(Referring expression data)
..............................
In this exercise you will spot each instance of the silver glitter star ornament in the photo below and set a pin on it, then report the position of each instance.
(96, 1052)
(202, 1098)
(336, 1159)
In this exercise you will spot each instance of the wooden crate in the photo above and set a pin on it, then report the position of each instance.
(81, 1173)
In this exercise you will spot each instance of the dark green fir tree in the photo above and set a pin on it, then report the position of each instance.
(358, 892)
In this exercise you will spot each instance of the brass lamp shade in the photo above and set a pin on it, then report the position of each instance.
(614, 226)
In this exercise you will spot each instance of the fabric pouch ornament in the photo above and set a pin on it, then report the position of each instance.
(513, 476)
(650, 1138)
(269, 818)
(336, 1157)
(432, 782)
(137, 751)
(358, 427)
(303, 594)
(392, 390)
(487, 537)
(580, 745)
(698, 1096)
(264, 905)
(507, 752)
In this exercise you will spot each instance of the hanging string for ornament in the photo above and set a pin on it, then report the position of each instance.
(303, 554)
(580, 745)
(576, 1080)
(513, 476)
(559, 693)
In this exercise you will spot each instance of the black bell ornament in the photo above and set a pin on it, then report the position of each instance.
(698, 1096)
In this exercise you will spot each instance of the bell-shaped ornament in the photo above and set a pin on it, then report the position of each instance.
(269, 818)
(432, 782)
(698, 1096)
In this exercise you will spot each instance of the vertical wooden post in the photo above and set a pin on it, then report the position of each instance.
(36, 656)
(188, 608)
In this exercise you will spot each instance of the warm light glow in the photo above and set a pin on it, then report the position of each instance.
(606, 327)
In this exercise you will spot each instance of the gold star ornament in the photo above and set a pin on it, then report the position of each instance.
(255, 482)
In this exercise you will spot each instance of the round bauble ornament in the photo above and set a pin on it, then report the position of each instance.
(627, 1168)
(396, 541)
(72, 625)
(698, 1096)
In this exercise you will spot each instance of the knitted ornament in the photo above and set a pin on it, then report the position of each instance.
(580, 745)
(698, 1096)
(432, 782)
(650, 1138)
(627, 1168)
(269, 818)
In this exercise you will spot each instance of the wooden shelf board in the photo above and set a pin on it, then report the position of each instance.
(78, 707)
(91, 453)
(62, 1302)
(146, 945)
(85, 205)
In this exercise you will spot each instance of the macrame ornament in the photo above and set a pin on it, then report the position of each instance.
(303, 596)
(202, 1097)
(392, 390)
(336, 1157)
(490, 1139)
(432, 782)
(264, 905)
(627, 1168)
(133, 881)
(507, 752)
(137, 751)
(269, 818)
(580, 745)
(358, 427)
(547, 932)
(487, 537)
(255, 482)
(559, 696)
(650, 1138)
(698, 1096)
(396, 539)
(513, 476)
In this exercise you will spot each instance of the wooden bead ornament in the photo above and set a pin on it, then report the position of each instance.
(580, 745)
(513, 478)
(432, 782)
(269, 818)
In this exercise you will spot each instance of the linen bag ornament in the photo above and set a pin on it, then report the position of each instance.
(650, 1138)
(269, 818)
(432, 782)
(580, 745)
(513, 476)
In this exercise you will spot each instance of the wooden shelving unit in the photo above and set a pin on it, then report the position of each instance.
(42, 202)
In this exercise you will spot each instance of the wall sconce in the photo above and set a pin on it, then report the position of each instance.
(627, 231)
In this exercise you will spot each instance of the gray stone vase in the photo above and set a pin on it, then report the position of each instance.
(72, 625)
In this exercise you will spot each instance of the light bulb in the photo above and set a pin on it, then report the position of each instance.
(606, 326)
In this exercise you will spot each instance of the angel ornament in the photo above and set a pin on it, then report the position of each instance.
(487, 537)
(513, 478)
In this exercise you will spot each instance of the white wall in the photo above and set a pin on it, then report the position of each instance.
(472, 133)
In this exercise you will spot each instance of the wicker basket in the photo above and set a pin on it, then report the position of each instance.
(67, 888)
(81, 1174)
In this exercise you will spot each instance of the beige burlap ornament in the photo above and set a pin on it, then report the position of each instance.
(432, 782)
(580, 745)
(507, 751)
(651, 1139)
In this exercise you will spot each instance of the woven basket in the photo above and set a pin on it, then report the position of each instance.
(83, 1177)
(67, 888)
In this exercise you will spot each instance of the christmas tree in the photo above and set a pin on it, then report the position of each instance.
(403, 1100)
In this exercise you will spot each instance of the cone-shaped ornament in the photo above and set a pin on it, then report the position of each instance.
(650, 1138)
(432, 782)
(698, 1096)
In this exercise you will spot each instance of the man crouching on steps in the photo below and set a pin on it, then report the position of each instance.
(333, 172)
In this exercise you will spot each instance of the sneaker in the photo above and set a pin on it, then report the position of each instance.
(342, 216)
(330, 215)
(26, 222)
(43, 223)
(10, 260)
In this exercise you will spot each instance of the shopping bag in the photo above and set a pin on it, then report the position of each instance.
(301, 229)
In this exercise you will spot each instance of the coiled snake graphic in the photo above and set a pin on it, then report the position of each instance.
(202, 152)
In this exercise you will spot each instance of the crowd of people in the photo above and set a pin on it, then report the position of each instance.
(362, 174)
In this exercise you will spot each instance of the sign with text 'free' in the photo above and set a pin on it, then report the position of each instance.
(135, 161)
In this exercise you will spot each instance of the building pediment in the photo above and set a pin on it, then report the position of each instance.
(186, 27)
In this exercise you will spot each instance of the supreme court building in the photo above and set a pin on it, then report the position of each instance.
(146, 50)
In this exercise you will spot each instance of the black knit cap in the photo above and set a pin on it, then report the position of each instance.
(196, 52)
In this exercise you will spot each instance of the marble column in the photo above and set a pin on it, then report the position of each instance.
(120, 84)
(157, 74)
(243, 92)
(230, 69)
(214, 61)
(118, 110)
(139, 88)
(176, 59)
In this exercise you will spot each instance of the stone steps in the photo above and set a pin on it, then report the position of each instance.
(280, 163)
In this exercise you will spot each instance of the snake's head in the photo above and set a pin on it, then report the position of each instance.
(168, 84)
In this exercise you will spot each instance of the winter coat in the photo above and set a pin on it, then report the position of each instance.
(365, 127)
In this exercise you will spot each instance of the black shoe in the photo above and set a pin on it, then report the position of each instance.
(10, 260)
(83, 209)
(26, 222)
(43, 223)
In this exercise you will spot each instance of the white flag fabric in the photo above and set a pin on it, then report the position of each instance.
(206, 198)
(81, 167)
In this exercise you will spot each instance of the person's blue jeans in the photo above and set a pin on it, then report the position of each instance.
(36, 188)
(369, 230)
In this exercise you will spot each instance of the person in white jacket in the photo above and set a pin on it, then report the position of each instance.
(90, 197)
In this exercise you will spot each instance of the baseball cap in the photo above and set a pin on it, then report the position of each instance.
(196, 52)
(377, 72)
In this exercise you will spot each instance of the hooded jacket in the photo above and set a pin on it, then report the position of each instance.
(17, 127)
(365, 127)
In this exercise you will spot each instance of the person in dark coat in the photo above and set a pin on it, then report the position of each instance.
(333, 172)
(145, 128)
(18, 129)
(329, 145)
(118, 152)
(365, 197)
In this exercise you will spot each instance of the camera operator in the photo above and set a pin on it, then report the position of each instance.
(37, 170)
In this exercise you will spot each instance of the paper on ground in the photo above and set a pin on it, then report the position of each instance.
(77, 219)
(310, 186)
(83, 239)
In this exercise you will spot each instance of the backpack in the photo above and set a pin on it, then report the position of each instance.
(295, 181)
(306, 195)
..............................
#### [WHAT IS REQUIRED]
Return all the lines shown above, word for word.

#### [WRITTEN REPLY]
In this exercise you will spot each instance of the silver glitter star ornament in the photo below and set a pin on it, then report the position of each instance.
(96, 1052)
(202, 1098)
(336, 1159)
In this exercise you will spot each instance of the wooden crate in the photo above and set a pin on it, then report the position of each instance.
(81, 1173)
In this exercise you will spot each instance of the dark green fir tree in the photo above and set a pin on it, then report the position of each instance.
(358, 892)
In this exercise you will spot each instance of the brass lamp shade in the photo above and set a pin on it, then report the position of each instance.
(614, 226)
In this exercise you will spot each instance of the fabric pouch ornament in the photo above and set a pin on it, then report the position of each instance.
(513, 476)
(650, 1138)
(269, 818)
(336, 1157)
(432, 782)
(137, 751)
(358, 427)
(303, 594)
(392, 390)
(487, 537)
(580, 745)
(698, 1096)
(264, 905)
(507, 752)
In this exercise you will spot each instance of the hanging string for ornament in the photo above and set a pin on it, then report the position of each instance.
(303, 554)
(580, 745)
(576, 1080)
(513, 476)
(559, 693)
In this exercise you will spot each instance of the black bell ornament in the photo above and set a pin on it, then report the position of each instance.
(698, 1096)
In this exercise you will spot each instance of the bell-shaped ornament in the photo above and set a pin on it, then report the position of each instance.
(269, 818)
(432, 782)
(698, 1096)
In this exercise you will spot each instance of the vertical wooden post in the photo above and set a pin on it, then report the position of each instance.
(36, 656)
(188, 608)
In this exercise you will spot each instance of the warm light glow in the photo above and set a pin on it, then report the position of each instance.
(606, 327)
In this exercise you will spot each instance of the gold star ornament in the photo above and set a pin on it, then report the position of each instance.
(255, 482)
In this exercise you will spot each instance of the round bauble ornament in the photo above and set a pin on it, then report the position of each instance.
(627, 1168)
(396, 541)
(72, 625)
(698, 1096)
In this exercise you will spot each instance of the knitted ornament in the photo above and set a pin on it, then report the position of each instance.
(580, 745)
(698, 1096)
(432, 782)
(650, 1138)
(627, 1168)
(269, 818)
In this exercise you will spot each instance of the wooden shelf board in the photo above and set a pin on it, then report the position of each instance.
(78, 707)
(91, 453)
(62, 1302)
(146, 945)
(85, 205)
In this exercise you will spot each instance of the macrame ornament in the photo above and set a pin on it, then report the position of each instance.
(303, 596)
(202, 1097)
(392, 390)
(336, 1157)
(490, 1139)
(432, 782)
(264, 905)
(627, 1168)
(133, 881)
(507, 752)
(137, 751)
(269, 818)
(580, 745)
(358, 427)
(547, 932)
(487, 537)
(255, 482)
(559, 696)
(650, 1138)
(698, 1096)
(396, 539)
(513, 476)
In this exercise you will spot each instance of the wooden bead ornament in the photo above and set a pin on it, then report the position of each instance.
(580, 745)
(513, 478)
(432, 782)
(269, 818)
In this exercise you will spot each instance of the linen bag ornament in the photo above and set a pin on it, then report the position of each instance.
(650, 1138)
(269, 818)
(432, 782)
(580, 745)
(513, 476)
In this exercise you will spot each instance of the wooden shelving unit in the photo above and set a pin on it, then report the position of each instance.
(42, 202)
In this exercise you will spot each instance of the wall sconce in the photo above and set a pin on it, then report the position of each instance.
(627, 231)
In this exercise you will spot each instance of the gray stone vase in the photo above and set a pin on it, then report the position of each instance.
(72, 625)
In this exercise you will spot each instance of the light bulb in the photo above and set a pin on it, then report the position of each instance.
(606, 326)
In this exercise you will spot each instance of the angel ornament in the photo above and set a pin on it, then report the position of each instance.
(487, 537)
(513, 478)
In this exercise you will spot each instance of the white wall in the photo above and set a pin on it, then report the position of each instance.
(472, 133)
In this exercise you will spot each instance of the wicker basket in the photo above and set a pin on it, then report the position of each instance.
(67, 888)
(81, 1174)
In this exercise you will spot each instance of the beige burlap ornament in the photo above and set a pin on it, then report the position of each instance.
(432, 782)
(580, 745)
(507, 751)
(651, 1139)
In this exercise you will spot each instance of the woven basket in the photo above and set a pin on it, then report the position of each instance.
(83, 1177)
(67, 888)
In this exercise you will spot each instance of the christmas tree in the photo above and set a pin on it, then report the position of each instance.
(403, 1100)
In this exercise you will spot each instance of the cone-shaped ornament in the photo above and set a pin on it, then report the position of each instance.
(650, 1138)
(432, 782)
(698, 1096)
In this exercise you will spot each instance of the man crouching on steps in the photo below and set a pin on it, then report the position of each instance.
(333, 172)
In this exercise you will spot each instance of the sneaker in the photo above and set a pin on it, then report the position of each instance.
(342, 216)
(330, 215)
(26, 222)
(43, 223)
(10, 260)
In this exercise you will spot each instance of the shopping bag in the photo above and set a pin on it, then report the position of each instance.
(301, 229)
In this exercise you will spot each instance of the coiled snake graphic in the photo above and set a pin on it, then report the position of each instance.
(202, 152)
In this exercise you will spot each instance of the crowd of people in the photo above and set a pin on it, then report the position of each instance.
(362, 174)
In this exercise you will spot each instance of the sign with text 'free' in the photo above and set a pin on it, then report the position of each instance.
(135, 161)
In this exercise you will spot each instance of the building pediment in the photo above and set a pin on it, then report the position of each instance.
(186, 27)
In this exercise you will spot each instance of the supreme court building in the photo above and set a pin on it, then report the position of each instance.
(146, 50)
In this exercise you will spot each instance of the black knit cap in the photo above and set a pin on it, then report the position of each instance.
(196, 52)
In this exercise you will spot each instance of the marble column in the photo above and set a pin on it, then report the position of each instance.
(120, 84)
(157, 74)
(243, 92)
(230, 69)
(214, 61)
(118, 110)
(139, 88)
(176, 59)
In this exercise you will spot each instance of the stone steps in the photo above and set a pin on it, then report the position of each instance.
(280, 163)
In this exercise you will spot each instance of the snake's head in the photo above and set a pin on it, then report the position of each instance.
(168, 84)
In this exercise you will spot each instance of the winter coat in the photo above and set a pin on it, then report the position of each instance.
(365, 127)
In this exercise you will spot each instance of the black shoe in the photo above and set a pin on it, then report the position of each instance.
(10, 260)
(83, 209)
(26, 222)
(43, 223)
In this exercise you will spot each instance of the white flag fabric in the photo above and set a pin on it, then report the position of each instance.
(206, 198)
(81, 167)
In this exercise you will spot each instance of the person's blue jeans in the photo above and set a pin on it, then report the position of each instance.
(36, 188)
(369, 230)
In this exercise you will spot each instance of the person in white jacket in the photo above and set a pin on it, then report the position of each instance.
(90, 197)
In this exercise you will spot each instance of the baseball cap in the photo above and set a pin on it, then report the position of each instance.
(196, 52)
(377, 72)
In this exercise you will spot each instance of the hooded jacket in the photo above and set a pin on it, then report the position of each instance.
(17, 127)
(365, 127)
In this exercise you will spot each instance of the person in dark coat in the photo above and set a pin on it, then report the position of each instance.
(333, 172)
(145, 128)
(18, 129)
(329, 145)
(118, 152)
(365, 197)
In this exercise you will spot each instance of the camera operator in the photo above and set a pin on it, then report the position of each instance.
(37, 170)
In this exercise you will spot each instance of the paper on ground in the photo above and set a pin on it, then report the position of each instance.
(77, 219)
(310, 186)
(83, 239)
In this exercise you will spot each instance of the backpack in the photo above and set a pin on it, then report the position of each instance.
(295, 181)
(306, 195)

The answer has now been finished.